Format every line of the rows below as a JSON array of strings, one string per line, with blank lines omitted.

--------------------------------

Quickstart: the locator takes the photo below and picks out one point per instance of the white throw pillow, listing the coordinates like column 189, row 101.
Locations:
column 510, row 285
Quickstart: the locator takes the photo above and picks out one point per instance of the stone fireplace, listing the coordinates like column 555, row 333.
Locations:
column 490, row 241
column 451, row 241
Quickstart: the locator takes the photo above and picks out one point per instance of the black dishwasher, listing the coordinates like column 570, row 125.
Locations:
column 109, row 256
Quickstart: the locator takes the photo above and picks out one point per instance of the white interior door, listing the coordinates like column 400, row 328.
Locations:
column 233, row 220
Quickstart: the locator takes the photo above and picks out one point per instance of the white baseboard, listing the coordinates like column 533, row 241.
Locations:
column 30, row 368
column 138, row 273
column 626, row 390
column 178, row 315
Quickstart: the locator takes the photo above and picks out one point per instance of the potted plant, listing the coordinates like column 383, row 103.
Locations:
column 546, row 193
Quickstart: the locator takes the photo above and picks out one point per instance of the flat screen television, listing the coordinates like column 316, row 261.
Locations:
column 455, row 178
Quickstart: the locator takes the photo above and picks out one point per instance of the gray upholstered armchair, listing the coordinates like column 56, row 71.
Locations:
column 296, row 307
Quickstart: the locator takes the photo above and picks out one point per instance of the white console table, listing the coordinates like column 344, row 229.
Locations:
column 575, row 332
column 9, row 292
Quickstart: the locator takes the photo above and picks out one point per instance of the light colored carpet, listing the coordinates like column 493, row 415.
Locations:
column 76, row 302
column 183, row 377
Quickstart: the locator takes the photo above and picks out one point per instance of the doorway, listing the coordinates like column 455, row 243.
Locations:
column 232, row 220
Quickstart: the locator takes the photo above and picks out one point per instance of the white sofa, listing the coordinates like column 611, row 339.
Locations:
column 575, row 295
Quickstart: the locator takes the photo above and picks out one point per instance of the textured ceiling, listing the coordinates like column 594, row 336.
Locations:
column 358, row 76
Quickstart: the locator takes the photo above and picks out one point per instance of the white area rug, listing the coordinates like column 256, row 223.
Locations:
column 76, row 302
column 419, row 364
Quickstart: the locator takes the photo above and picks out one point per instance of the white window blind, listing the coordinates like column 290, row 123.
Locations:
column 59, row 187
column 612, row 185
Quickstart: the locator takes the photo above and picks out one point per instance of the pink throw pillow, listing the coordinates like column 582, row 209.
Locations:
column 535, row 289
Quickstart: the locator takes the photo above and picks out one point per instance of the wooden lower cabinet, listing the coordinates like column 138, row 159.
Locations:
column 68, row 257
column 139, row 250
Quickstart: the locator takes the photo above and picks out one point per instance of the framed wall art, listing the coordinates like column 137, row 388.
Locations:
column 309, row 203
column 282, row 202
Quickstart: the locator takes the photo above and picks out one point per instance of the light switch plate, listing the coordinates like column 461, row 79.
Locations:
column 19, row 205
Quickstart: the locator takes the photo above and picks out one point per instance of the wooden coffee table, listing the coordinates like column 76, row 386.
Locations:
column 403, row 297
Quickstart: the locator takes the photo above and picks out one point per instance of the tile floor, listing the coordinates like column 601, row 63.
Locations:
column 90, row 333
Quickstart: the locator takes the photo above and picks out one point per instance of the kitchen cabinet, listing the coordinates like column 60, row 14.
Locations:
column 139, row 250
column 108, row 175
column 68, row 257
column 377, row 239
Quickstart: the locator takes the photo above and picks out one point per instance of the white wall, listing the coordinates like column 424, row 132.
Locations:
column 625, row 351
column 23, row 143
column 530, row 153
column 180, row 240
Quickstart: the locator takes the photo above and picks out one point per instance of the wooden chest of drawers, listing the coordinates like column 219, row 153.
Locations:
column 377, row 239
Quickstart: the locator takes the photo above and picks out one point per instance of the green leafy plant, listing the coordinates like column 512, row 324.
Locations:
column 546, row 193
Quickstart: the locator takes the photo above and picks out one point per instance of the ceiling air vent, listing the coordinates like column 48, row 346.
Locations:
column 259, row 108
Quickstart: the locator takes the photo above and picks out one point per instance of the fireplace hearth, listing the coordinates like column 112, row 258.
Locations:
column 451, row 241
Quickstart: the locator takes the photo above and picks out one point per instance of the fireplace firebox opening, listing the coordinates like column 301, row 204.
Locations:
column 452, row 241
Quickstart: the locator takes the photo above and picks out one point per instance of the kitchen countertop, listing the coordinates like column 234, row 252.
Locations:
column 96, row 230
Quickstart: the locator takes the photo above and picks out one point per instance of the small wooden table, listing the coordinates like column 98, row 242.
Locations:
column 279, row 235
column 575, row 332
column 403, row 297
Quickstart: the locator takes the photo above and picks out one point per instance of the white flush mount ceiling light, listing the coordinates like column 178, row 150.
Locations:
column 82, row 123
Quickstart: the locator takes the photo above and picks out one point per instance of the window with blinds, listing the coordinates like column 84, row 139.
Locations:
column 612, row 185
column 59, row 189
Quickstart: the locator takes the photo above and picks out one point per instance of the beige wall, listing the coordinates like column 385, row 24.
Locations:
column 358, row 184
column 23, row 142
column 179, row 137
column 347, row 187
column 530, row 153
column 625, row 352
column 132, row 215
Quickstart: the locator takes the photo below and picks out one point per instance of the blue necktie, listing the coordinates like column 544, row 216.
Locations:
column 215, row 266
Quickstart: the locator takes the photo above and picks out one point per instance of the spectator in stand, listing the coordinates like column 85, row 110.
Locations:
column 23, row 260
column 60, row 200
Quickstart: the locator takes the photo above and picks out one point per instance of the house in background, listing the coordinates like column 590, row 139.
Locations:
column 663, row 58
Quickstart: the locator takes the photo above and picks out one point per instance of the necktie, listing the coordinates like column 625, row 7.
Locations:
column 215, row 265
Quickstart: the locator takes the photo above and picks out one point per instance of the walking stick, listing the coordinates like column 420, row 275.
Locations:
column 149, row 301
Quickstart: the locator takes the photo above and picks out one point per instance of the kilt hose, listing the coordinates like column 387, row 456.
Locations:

--------------------------------

**Exercise answer:**
[
  "Quickstart: the locator takes the photo below and picks out one point per instance of the white throw pillow, listing the coordinates like column 189, row 101.",
  "Locations:",
  "column 510, row 285",
  "Quickstart: the locator takes the photo above and picks out one point per instance of the stone fireplace, listing the coordinates like column 555, row 333.",
  "Locations:",
  "column 490, row 241",
  "column 451, row 241",
  "Quickstart: the locator takes the photo above and picks out one point per instance of the black dishwasher, listing the coordinates like column 570, row 125.",
  "Locations:",
  "column 109, row 256",
  "Quickstart: the locator takes the photo above and picks out one point per instance of the white interior door, listing the coordinates like column 400, row 328.",
  "Locations:",
  "column 233, row 220",
  "Quickstart: the locator takes the photo above and picks out one point per instance of the white baseboard, listing the coordinates like column 533, row 241.",
  "Locations:",
  "column 30, row 368",
  "column 138, row 273",
  "column 626, row 390",
  "column 178, row 315",
  "Quickstart: the locator takes the photo above and picks out one point per instance of the potted plant, listing the coordinates like column 383, row 103.",
  "Locations:",
  "column 546, row 193",
  "Quickstart: the locator takes the photo above and picks out one point per instance of the flat screen television, listing the coordinates like column 316, row 261.",
  "Locations:",
  "column 455, row 178",
  "Quickstart: the locator takes the photo above and picks out one point per instance of the gray upholstered armchair, listing the coordinates like column 56, row 71.",
  "Locations:",
  "column 296, row 307",
  "Quickstart: the locator takes the photo above and picks out one point per instance of the white console table, listing the coordinates like column 344, row 229.",
  "Locations:",
  "column 575, row 332",
  "column 9, row 292",
  "Quickstart: the locator takes the photo above and picks out one point per instance of the light colored carpet, listing the coordinates like column 493, row 415.",
  "Locations:",
  "column 76, row 302",
  "column 183, row 377",
  "Quickstart: the locator takes the photo above and picks out one point per instance of the doorway, listing the coordinates like column 455, row 243.",
  "Locations:",
  "column 232, row 220",
  "Quickstart: the locator takes the photo above and picks out one point per instance of the white sofa, listing the coordinates like column 611, row 339.",
  "Locations:",
  "column 575, row 295",
  "Quickstart: the locator takes the photo above and picks out one point per instance of the textured ceiling, listing the coordinates like column 594, row 336.",
  "Locations:",
  "column 358, row 76",
  "Quickstart: the locator takes the photo above and picks out one point per instance of the white area rug, listing the coordinates like column 256, row 223.",
  "Locations:",
  "column 76, row 302",
  "column 419, row 364",
  "Quickstart: the locator takes the photo above and picks out one point per instance of the white window blind, listing the coordinates like column 290, row 123.",
  "Locations:",
  "column 59, row 187",
  "column 612, row 185",
  "Quickstart: the locator takes the photo above and picks out one point per instance of the pink throw pillow, listing the coordinates like column 582, row 209.",
  "Locations:",
  "column 535, row 289",
  "Quickstart: the locator takes the photo above and picks out one point per instance of the wooden lower cabinet, listing the coordinates like column 138, row 159.",
  "Locations:",
  "column 68, row 257",
  "column 139, row 250",
  "Quickstart: the locator takes the photo above and picks out one point per instance of the framed wall art, listing the coordinates like column 137, row 388.",
  "Locations:",
  "column 309, row 203",
  "column 282, row 202",
  "Quickstart: the locator takes the photo above and picks out one point per instance of the light switch plate, listing the coordinates like column 461, row 79.",
  "Locations:",
  "column 19, row 205",
  "Quickstart: the locator takes the photo above and picks out one point per instance of the wooden coffee table, listing the coordinates like column 76, row 386.",
  "Locations:",
  "column 403, row 297",
  "Quickstart: the locator takes the photo above and picks out one point per instance of the tile floor, listing the coordinates like column 601, row 63.",
  "Locations:",
  "column 90, row 333",
  "Quickstart: the locator takes the photo above and picks out one point per instance of the kitchen cabinet, listing the coordinates like column 60, row 14.",
  "Locations:",
  "column 139, row 250",
  "column 108, row 175",
  "column 68, row 257",
  "column 377, row 239",
  "Quickstart: the locator takes the photo above and picks out one point per instance of the white wall, listing the coordinates like column 424, row 132.",
  "Locations:",
  "column 625, row 351",
  "column 23, row 143",
  "column 530, row 153",
  "column 180, row 240",
  "Quickstart: the locator takes the photo above and picks out one point per instance of the wooden chest of drawers, listing the coordinates like column 219, row 153.",
  "Locations:",
  "column 377, row 239",
  "Quickstart: the locator takes the photo above and picks out one point per instance of the green leafy plant, listing the coordinates like column 512, row 324.",
  "Locations:",
  "column 546, row 193",
  "Quickstart: the locator takes the photo above and picks out one point per instance of the ceiling air vent, listing the coordinates like column 48, row 346.",
  "Locations:",
  "column 259, row 108",
  "Quickstart: the locator takes the photo above and picks out one point per instance of the fireplace hearth, listing the coordinates like column 112, row 258.",
  "Locations:",
  "column 451, row 241",
  "Quickstart: the locator takes the photo above and picks out one point per instance of the fireplace firebox opening, listing the coordinates like column 301, row 204.",
  "Locations:",
  "column 452, row 241",
  "Quickstart: the locator takes the photo above and picks out one point per instance of the kitchen countertop, listing the coordinates like column 234, row 252.",
  "Locations:",
  "column 96, row 230",
  "Quickstart: the locator takes the photo above and picks out one point per instance of the small wooden table, listing the coordinates like column 98, row 242.",
  "Locations:",
  "column 279, row 235",
  "column 575, row 332",
  "column 403, row 297",
  "Quickstart: the locator takes the photo above and picks out one point per instance of the white flush mount ceiling light, listing the coordinates like column 178, row 150.",
  "Locations:",
  "column 82, row 123",
  "Quickstart: the locator takes the photo above and picks out one point per instance of the window with blinds, listing the coordinates like column 84, row 139.",
  "Locations:",
  "column 612, row 185",
  "column 59, row 189",
  "Quickstart: the locator takes the photo above and picks out one point per instance of the beige wall, listing the coordinates like column 385, row 24.",
  "Locations:",
  "column 358, row 184",
  "column 23, row 142",
  "column 179, row 137",
  "column 347, row 187",
  "column 530, row 153",
  "column 625, row 352",
  "column 132, row 215",
  "Quickstart: the locator takes the photo below and picks out one point per instance of the blue necktie, listing the coordinates like column 544, row 216.",
  "Locations:",
  "column 215, row 266",
  "Quickstart: the locator takes the photo above and picks out one point per instance of the spectator in stand, listing the coordinates like column 85, row 110.",
  "Locations:",
  "column 23, row 260",
  "column 60, row 200",
  "Quickstart: the locator takes the photo above and picks out one point per instance of the house in background, listing the coordinates like column 590, row 139.",
  "Locations:",
  "column 663, row 58",
  "Quickstart: the locator takes the photo above and picks out one point per instance of the necktie, listing the coordinates like column 625, row 7.",
  "Locations:",
  "column 215, row 265",
  "Quickstart: the locator takes the photo above and picks out one point per instance of the walking stick, listing the coordinates like column 420, row 275.",
  "Locations:",
  "column 149, row 301",
  "Quickstart: the locator takes the photo above and picks out one point per instance of the kilt hose, listing the coordinates like column 387, row 456.",
  "Locations:"
]